Task to carry out: Provide an exact reproduction of every entry.

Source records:

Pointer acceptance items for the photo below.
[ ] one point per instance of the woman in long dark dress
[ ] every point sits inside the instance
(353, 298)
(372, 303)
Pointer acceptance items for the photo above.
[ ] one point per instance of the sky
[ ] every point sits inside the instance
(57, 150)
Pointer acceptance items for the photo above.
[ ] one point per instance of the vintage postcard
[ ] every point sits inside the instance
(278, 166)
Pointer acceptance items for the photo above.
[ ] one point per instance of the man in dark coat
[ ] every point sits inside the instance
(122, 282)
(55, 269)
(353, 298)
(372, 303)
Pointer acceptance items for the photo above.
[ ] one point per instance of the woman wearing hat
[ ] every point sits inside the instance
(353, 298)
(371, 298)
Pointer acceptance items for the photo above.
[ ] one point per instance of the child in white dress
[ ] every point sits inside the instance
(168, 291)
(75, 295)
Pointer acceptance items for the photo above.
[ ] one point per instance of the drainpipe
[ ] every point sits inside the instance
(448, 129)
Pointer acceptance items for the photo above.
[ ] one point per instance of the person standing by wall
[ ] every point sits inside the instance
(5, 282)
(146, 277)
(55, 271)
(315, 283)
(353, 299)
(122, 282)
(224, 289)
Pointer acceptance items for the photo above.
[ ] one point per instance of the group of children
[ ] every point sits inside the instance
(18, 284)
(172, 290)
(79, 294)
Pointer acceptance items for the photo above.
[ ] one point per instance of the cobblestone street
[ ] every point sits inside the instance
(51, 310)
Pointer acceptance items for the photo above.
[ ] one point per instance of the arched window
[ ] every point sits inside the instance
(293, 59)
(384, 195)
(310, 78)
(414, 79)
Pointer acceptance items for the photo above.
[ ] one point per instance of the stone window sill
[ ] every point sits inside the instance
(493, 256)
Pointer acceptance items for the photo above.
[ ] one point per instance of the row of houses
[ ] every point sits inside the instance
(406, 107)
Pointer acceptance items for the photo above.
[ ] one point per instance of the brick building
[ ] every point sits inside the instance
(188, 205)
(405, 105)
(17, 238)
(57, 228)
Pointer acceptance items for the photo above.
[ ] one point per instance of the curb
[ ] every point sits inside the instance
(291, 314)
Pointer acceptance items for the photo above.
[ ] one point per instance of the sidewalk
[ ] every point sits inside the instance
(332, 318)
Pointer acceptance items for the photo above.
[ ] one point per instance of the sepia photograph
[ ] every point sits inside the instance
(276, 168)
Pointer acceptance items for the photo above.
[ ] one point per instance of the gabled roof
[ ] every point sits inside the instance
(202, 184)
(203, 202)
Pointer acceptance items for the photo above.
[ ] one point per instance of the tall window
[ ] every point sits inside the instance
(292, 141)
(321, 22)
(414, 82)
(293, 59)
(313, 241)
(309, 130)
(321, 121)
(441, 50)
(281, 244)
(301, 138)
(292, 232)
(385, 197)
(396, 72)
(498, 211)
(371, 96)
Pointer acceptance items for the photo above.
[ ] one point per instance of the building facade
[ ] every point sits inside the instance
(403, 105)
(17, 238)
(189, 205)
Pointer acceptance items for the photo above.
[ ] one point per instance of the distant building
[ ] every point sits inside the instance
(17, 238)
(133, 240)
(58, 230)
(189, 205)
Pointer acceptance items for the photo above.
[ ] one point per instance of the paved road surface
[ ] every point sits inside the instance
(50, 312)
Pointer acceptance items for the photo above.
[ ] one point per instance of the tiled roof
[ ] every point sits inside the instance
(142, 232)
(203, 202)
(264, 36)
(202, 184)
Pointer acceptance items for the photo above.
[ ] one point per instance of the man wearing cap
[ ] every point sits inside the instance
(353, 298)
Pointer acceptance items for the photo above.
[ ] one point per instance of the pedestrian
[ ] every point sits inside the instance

Problem solution:
Pointer acceptance items for the photo below.
[ ] one point per instance of the woman in long dark dress
[ ] every point sits inside the instance
(353, 298)
(372, 303)
Pointer acceptance items for the photo above.
[ ] one point per instance of the sky
[ ] every point sits inside the instance
(57, 150)
Pointer acceptance items for the photo above.
[ ] one point per instance of the vintage postcard
[ ] every point sits inside the instance
(278, 166)
Pointer acceptance items for the photo above.
[ ] one point per instance of the man in dark coat
[ ] every point sits inside the instance
(122, 282)
(55, 269)
(353, 298)
(372, 303)
Pointer acceptance items for the photo above.
[ ] one point per instance of the woman wearing hat
[ ] every point sits inside the instance
(353, 298)
(371, 298)
Pointer acceptance items for the photo above.
[ ] one point per instance of the child in white dress
[ ] every point sits inside the instance
(168, 291)
(75, 295)
Pointer acceptance items for the photo above.
[ ] one point per instance of the drainpipe
[ ] every point sits inside the instance
(448, 129)
Pointer acceptance items for the photo above.
[ ] one point per instance of the person standing by wall
[ ] every point sits inside the instance
(5, 282)
(146, 277)
(55, 271)
(315, 283)
(353, 299)
(122, 282)
(224, 289)
Pointer acceptance items for the photo above.
[ ] one point per instance of the group of children
[ ] every point sits inside the instance
(18, 284)
(172, 290)
(79, 294)
Pointer acceptance items for the photo above.
[ ] one point per instance of the cobblestone street
[ ] every point sits inside the instance
(51, 310)
Pointer acceptance items for the photo above.
[ ] one point per instance of the arched window
[ ] every point sits inside the instance
(293, 59)
(384, 195)
(310, 78)
(414, 79)
Pointer acceptance items for the photo above.
[ ] one point per instance of the stone window sill
[ ] every point sits inside the instance
(493, 256)
Pointer acceptance items for the photo above.
[ ] one point per instance of the row of houses
[ ] every point sits inside the instance
(406, 107)
Pointer acceptance items for the photo above.
[ ] one point per instance of the brick building
[ ] every point sits inside the instance
(188, 205)
(405, 105)
(17, 238)
(57, 228)
Pointer acceptance items for the photo above.
[ ] one point per instance of the curb
[ ] every point sits inside the instance
(291, 314)
Pointer acceptance items for the photo above.
[ ] one point per instance of the sidewalk
[ ] every point sits inside the instance
(332, 318)
Pointer acceptance items for the photo above.
[ ] one point per instance of the sepia photograph
[ ] every point sits inside the instance
(276, 168)
Pointer acceptance items for the photo above.
[ ] one point per instance of the gabled roof
[ ] every point sits inside the instance
(202, 184)
(203, 202)
Pointer acceptance items for the photo above.
[ ] one point per instance of the tall window
[ ] every point sits inside the instance
(292, 141)
(321, 22)
(414, 82)
(293, 59)
(313, 241)
(309, 130)
(321, 121)
(441, 50)
(281, 244)
(301, 138)
(292, 232)
(385, 197)
(396, 72)
(498, 211)
(371, 96)
Pointer acceptance items for the photo above.
[ ] one point per instance of the building facade
[ ] every point sits inside the instance
(403, 105)
(17, 238)
(189, 205)
Pointer acceptance items for the photo above.
[ ] one point per instance of the distant building
[ ] every point sits inside the instance
(17, 238)
(133, 240)
(58, 230)
(189, 205)
Pointer acceptance items for the photo above.
[ ] one point per instance of the paved road surface
[ ] every point sits inside the instance
(50, 312)
Pointer acceptance items for the photo above.
[ ] one point per instance of the tiled roof
[ ] every point sits inside the instance
(142, 232)
(203, 202)
(264, 36)
(202, 184)
Pointer acceptance items for the photo above.
[ ] one point per instance of the man wearing cap
[ ] every point sits inside the instance
(353, 298)
Pointer acceptance items for the photo above.
[ ] one point per instance of the pedestrian
[ ] every point sits inside the instance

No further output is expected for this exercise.